---------- Entries shown

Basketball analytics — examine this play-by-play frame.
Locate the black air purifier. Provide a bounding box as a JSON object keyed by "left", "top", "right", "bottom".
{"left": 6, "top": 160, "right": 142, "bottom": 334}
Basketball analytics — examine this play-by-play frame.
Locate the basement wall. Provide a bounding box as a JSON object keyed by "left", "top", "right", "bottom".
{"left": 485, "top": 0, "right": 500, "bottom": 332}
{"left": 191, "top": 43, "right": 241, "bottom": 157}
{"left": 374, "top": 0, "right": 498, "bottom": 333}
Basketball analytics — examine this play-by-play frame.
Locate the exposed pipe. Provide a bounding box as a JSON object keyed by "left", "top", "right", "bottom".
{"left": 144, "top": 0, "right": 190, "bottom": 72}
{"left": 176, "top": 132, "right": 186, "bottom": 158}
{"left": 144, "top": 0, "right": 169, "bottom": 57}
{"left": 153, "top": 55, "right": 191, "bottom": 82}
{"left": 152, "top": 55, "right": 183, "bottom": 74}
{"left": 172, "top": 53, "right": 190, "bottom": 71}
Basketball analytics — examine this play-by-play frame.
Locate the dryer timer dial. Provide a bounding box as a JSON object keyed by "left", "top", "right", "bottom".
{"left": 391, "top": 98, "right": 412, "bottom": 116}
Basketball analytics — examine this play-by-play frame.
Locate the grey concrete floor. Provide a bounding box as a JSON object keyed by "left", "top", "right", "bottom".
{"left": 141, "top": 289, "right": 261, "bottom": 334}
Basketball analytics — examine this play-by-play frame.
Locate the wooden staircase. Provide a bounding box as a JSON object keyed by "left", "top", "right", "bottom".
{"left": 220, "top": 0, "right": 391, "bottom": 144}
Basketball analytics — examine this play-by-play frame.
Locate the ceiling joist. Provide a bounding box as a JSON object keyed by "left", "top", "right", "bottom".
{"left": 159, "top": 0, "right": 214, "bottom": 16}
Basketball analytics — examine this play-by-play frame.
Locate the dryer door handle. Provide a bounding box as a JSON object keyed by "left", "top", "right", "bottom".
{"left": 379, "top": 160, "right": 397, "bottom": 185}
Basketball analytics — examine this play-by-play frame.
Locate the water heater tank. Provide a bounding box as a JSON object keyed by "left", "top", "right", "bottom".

--------------------

* What the exercise asks *
Set down every entry again, exactly as written.

* Answer for the task *
Basketball analytics — examine this play-by-play frame.
Locate the black air purifier. Provide a bounding box as a JSON object keyed by "left", "top", "right", "bottom".
{"left": 6, "top": 160, "right": 142, "bottom": 334}
Basketball analytics — examine this play-by-play frame.
Locate the basement wall. Provide a bounding box as a JSON object keyed by "left", "top", "right", "bottom".
{"left": 485, "top": 0, "right": 500, "bottom": 332}
{"left": 191, "top": 43, "right": 241, "bottom": 157}
{"left": 374, "top": 0, "right": 498, "bottom": 333}
Basketball analytics — examine this play-by-play frame.
Locate the exposed pipe. Provide a bounding box as a JSON object keyed by "left", "top", "right", "bottom".
{"left": 144, "top": 0, "right": 190, "bottom": 72}
{"left": 176, "top": 132, "right": 186, "bottom": 158}
{"left": 144, "top": 0, "right": 169, "bottom": 57}
{"left": 153, "top": 55, "right": 191, "bottom": 82}
{"left": 152, "top": 55, "right": 183, "bottom": 74}
{"left": 172, "top": 53, "right": 190, "bottom": 71}
Basketball analytics — examine this play-by-play frame.
Locate the dryer timer dial. Provide a bounding box as a JSON object keyed by "left", "top", "right", "bottom".
{"left": 391, "top": 98, "right": 412, "bottom": 116}
Basketball analytics — examine this play-by-play frame.
Locate the grey concrete floor. Provide a bounding box as a JSON object keyed by "left", "top", "right", "bottom".
{"left": 141, "top": 289, "right": 261, "bottom": 334}
Basketball analytics — examine this play-by-play frame.
Locate the wooden staircase. Provide a bounding box as a JSON object keyed by "left", "top", "right", "bottom".
{"left": 220, "top": 0, "right": 391, "bottom": 144}
Basketball analytics — examine this play-by-play frame.
Locate the ceiling joist. Provide a bounding box as a JSON object keyed by "left", "top", "right", "bottom".
{"left": 159, "top": 0, "right": 214, "bottom": 16}
Basketball analytics — examine this play-by-play frame.
Locate the dryer door handle. Provide a bounding box as a JSON object keyed by "left", "top", "right", "bottom".
{"left": 379, "top": 160, "right": 397, "bottom": 185}
Basketball analytics — examine this play-by-play frame.
Locate the water heater tank. Provide a bounding box as a JSON object keyed by "left", "top", "right", "bottom".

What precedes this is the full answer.